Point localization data
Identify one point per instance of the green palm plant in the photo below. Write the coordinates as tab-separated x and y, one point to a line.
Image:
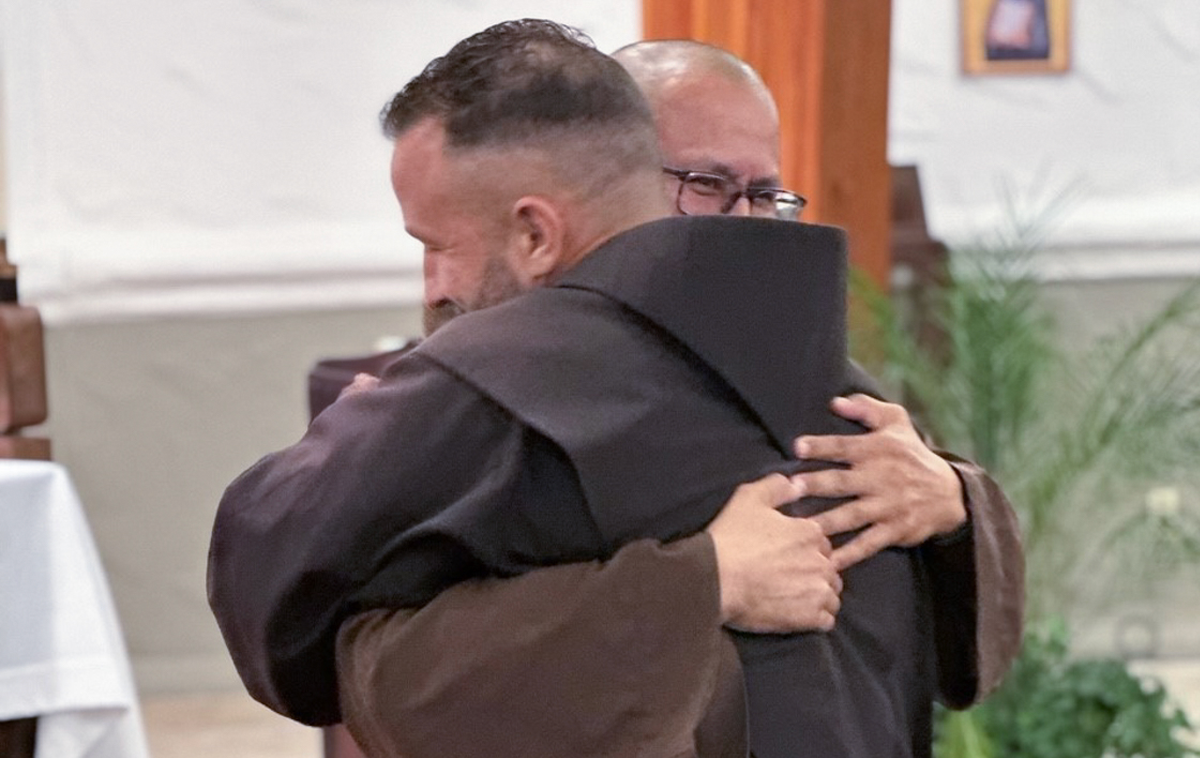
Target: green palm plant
1077	434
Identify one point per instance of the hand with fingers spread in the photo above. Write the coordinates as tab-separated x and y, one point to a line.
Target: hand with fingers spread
774	571
905	493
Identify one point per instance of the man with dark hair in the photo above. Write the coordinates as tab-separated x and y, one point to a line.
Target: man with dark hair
505	443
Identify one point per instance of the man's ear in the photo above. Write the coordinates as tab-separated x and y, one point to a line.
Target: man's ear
540	244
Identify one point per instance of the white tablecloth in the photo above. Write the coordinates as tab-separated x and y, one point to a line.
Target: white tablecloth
61	654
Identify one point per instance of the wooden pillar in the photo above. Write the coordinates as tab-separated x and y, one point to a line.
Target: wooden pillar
826	61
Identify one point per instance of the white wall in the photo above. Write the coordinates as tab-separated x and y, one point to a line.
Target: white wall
1121	126
214	155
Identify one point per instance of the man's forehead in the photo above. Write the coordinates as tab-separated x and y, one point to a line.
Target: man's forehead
718	126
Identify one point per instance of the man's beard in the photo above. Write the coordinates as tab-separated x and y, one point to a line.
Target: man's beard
499	283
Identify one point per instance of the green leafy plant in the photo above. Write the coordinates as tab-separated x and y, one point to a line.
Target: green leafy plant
1085	434
1054	707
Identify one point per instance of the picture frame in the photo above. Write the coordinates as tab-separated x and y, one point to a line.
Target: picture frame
1015	36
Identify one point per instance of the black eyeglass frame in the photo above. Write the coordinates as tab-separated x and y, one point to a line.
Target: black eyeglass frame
792	199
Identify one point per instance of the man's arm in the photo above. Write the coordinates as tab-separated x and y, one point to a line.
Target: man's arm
907	494
601	659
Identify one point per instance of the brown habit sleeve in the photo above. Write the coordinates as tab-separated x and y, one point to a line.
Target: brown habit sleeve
553	663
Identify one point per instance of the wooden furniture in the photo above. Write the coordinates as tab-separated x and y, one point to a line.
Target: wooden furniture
22	404
919	263
22	371
63	657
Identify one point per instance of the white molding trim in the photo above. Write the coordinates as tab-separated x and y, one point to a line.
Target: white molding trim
1119	262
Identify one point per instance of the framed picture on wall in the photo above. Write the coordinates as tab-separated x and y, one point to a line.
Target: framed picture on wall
1015	36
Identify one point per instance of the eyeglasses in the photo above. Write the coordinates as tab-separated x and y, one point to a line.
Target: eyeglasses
702	194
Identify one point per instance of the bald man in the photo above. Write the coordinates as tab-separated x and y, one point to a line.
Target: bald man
451	665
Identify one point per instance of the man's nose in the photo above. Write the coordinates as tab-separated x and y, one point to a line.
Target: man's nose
741	206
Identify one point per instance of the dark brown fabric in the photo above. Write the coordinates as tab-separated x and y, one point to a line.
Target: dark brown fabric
978	583
553	663
18	738
462	464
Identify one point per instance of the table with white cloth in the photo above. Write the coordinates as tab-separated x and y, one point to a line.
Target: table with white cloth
63	657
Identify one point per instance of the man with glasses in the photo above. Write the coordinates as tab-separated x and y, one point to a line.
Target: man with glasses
718	127
707	194
711	176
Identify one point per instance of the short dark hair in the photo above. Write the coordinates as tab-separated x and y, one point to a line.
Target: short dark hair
531	83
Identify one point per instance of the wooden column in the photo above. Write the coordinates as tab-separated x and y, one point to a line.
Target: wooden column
827	64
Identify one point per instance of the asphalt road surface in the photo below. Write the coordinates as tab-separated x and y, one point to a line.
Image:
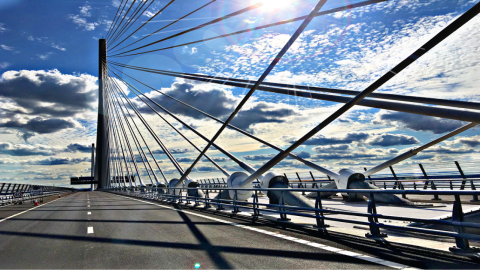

* **What the task requires**
Scan the records above for the string "below", then report every line that contains it.

* **Task response**
Identify one point per instance of the green palm plant in the photo below. Write the coordinates as tab-separated x and y, one point to a line.
Identify one point per instance of the asphalt road surface in the photo below. Write the coordinates as tab-separated x and y, one point to a line.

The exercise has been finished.